> What you will do
**1)** Answer these questions from the moduli space text:
(a) To whom does the quoted passage credit the word "moduli"?
(b) In what year was the edition of the book the writer consulted written?
(c) Which lemma does the writer say lets a represented functor determine the geometry of the space?
**2)** Does each statement agree with the moduli space text? Answer yes or no, and quote the words that decide it.
(a) The writer treats the coarse versus fine distinction as central to this discussion.
(b) Riemann's paper on abelian functions dates from 1857.
(c) The writer believes most commenters understood the question correctly.

> Source
I will give an answer, but first I would like to clarify the question. It seems to me that most commenters have misinterpreted the question. The question is not how people managed to construct different examples of moduli spaces before they had the tool of the language of functors. The question is the following: A moduli space is supposed to be a space whose points are in bijection with the isomorphism classes of some type of object. But it's not just that; for, if we only needed to find a bijection, then the sets would merely need to have the same cardinality. But we need more: namely, we need the geometry of the space to somehow reflect the nature of the objects in a "natural way." Now, we may have an intuitive idea of what this means, and in many cases we might be able to recognize when some space is not just in bijection with a class of objects but actually has geometry that reflects those objects. But the question is: how can we precisely state what this means?
Nowadays, we have the language of functors and functor of points, and we look not just at a single set, but at isomorphism classes of the given type of object over arbitrary bases, given a functor. We then say that a space is a moduli space for those objects if it represents that functor (or represents it up to isomorphisms - the coarse vs fine distinction is not too relevant for this discussion); note that now, this determines not only the set of points of our space, but it actually (by Yoneda's lemma) determines the geometry of our space.
So the question is the following: before the notion of functors and functor of points, how did people rigorously define what it meant for the geometry of the moduli space to reflect the geometry nature of the set of isomorphism classes of objects to be parametrized. I should add that this is a question that I have been curious about myself for a long time.
Now, according to Newstead's text Introduction to Moduli Problems and Orbit Spaces,
The word "moduli" is due to Riemann, who showed in his celebrated paper of 1857 on abelian functions that an isomorphism class of Riemann surfaces of genus $p$... However, it is only very recently that one has been able to formulate moduli problems in precise terms and in some cases to obtain solutions to them.
This book (at least the edition I'm looking at) was written in 1977, which gives some perspective on this statement.

> Entries

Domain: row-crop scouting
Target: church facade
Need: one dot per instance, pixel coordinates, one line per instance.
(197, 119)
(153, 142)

> Task-by-task results
**1)**
(a) Riemann
(b) 1977
(c) Yoneda's lemma

**2)**
(a) No: "the coarse vs fine distinction is not too relevant for this discussion"
(b) Yes: "his celebrated paper of 1857 on abelian functions"
(c) No: "It seems to me that most commenters have misinterpreted the question."